What the exercise asks
Please print all of the material below, word for word.

[Saved entries]
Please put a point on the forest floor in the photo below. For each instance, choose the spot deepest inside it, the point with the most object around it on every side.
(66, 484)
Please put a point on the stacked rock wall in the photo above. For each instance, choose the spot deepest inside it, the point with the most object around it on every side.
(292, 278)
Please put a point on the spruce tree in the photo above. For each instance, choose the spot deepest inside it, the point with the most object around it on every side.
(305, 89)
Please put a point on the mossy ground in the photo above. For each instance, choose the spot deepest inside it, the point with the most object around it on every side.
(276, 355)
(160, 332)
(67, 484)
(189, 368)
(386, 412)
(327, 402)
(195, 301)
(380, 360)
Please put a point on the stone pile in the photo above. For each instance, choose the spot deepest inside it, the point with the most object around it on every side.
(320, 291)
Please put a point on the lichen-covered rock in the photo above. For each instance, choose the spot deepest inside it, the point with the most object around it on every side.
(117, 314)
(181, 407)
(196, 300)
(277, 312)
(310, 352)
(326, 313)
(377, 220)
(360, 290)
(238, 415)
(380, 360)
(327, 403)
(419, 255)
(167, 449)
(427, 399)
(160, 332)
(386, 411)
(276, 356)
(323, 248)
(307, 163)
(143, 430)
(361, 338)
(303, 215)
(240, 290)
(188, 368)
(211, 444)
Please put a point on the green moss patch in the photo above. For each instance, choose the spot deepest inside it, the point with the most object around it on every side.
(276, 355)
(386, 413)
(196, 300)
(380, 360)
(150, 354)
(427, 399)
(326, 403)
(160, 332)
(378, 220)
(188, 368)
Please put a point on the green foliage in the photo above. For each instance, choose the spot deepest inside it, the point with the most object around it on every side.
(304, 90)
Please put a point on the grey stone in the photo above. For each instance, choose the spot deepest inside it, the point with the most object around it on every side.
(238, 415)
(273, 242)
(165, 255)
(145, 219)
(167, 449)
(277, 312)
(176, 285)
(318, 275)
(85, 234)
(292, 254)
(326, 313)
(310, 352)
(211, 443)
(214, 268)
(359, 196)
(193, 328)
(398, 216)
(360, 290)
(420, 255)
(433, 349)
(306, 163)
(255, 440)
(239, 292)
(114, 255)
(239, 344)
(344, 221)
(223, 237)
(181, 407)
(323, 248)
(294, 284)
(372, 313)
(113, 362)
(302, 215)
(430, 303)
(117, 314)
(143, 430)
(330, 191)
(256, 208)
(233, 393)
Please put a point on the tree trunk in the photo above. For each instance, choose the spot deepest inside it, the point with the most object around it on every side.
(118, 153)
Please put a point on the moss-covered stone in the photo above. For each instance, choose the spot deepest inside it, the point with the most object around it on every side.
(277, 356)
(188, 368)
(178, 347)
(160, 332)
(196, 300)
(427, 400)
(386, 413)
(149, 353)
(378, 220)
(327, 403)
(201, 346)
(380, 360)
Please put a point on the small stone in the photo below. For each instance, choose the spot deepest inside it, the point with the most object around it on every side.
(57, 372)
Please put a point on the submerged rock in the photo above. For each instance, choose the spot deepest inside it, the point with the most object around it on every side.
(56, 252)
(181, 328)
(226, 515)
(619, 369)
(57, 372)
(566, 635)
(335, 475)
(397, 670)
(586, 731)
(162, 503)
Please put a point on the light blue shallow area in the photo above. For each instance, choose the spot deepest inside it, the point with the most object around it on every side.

Written answer
Please put a point on the forest floor in the photo below. For each instance, choose the spot deepest inside it, the point with the most object around it on every side.
(66, 484)
Please put a point on the stacked rock wall in the photo above. For each instance, choose the spot deepest inside it, the point with the most object around it on every side.
(292, 278)
Please put a point on the spruce tree in the photo above. For each instance, choose the spot deepest inside it, the point with the most object around it on every side.
(305, 89)
Please put a point on the mossy ground in the photo above. For each instance, choose the spot deepest inside it, the point with the most object around it on every side.
(276, 355)
(160, 332)
(67, 484)
(189, 368)
(386, 412)
(327, 402)
(195, 301)
(380, 360)
Please put a point on the stone pile in the photo above. For each instance, choose the spot deepest inside it, the point with the most object around it on every side.
(320, 291)
Please put a point on the lichen-covered rock in the photo above. For each instance, choose the spot deepest inside it, the point with the most object around it on every side.
(117, 314)
(181, 407)
(196, 300)
(277, 312)
(310, 352)
(326, 313)
(377, 220)
(360, 290)
(238, 415)
(380, 360)
(327, 403)
(419, 255)
(167, 449)
(427, 399)
(160, 332)
(386, 411)
(276, 356)
(323, 248)
(307, 163)
(143, 430)
(361, 338)
(303, 215)
(240, 290)
(188, 368)
(211, 444)
Please put a point on the green moss patch in the photo above. For each instance, choose the spot deepest inside it, the point with the most object around it on every side.
(276, 355)
(386, 413)
(196, 300)
(380, 360)
(150, 354)
(427, 399)
(326, 403)
(160, 332)
(378, 220)
(188, 368)
Please put a point on the green foliage in the photo above. For each instance, choose the spot deepest inside it, the point with the most object around it on every side.
(304, 90)
Please put a point on the grey stone in the photo above. For each instance, choose the spot deepest inside it, the point with the most object around it on every side.
(238, 415)
(273, 242)
(165, 255)
(145, 219)
(167, 449)
(277, 312)
(176, 285)
(318, 275)
(85, 234)
(292, 254)
(326, 313)
(310, 352)
(211, 443)
(214, 268)
(359, 196)
(193, 328)
(398, 216)
(360, 290)
(420, 255)
(433, 349)
(306, 163)
(255, 440)
(239, 292)
(114, 255)
(239, 344)
(344, 221)
(223, 237)
(181, 407)
(323, 248)
(294, 284)
(372, 313)
(113, 362)
(302, 215)
(430, 303)
(117, 314)
(143, 430)
(330, 191)
(256, 208)
(233, 393)
Please put a point on the tree trunk in the photo above. For each instance, choose the spot deepest inside it, the point with the most object around it on every side.
(118, 153)
Please put a point on the moss-covered stone in the photo above. For each instance, choose the spot deepest inside it, the point with the most object around it on every side.
(277, 356)
(188, 368)
(178, 347)
(160, 332)
(196, 300)
(427, 400)
(386, 413)
(149, 353)
(378, 220)
(327, 403)
(201, 346)
(380, 360)
Please put a point on the small stone in the photo below. For each instance, choose the spot deepest inside it, the point with the most object around it on every side.
(57, 372)
Please put a point on the submerged rock in the photo above. For each instance, choose the spot deepest inside it, the point with the most object around it on every side.
(56, 252)
(181, 328)
(226, 515)
(619, 369)
(57, 372)
(566, 635)
(335, 475)
(397, 670)
(586, 731)
(162, 503)
Please put a point on the light blue shallow area in the photo above. For each instance, choose the spot deepest inside it, the point with the most object around it on every side.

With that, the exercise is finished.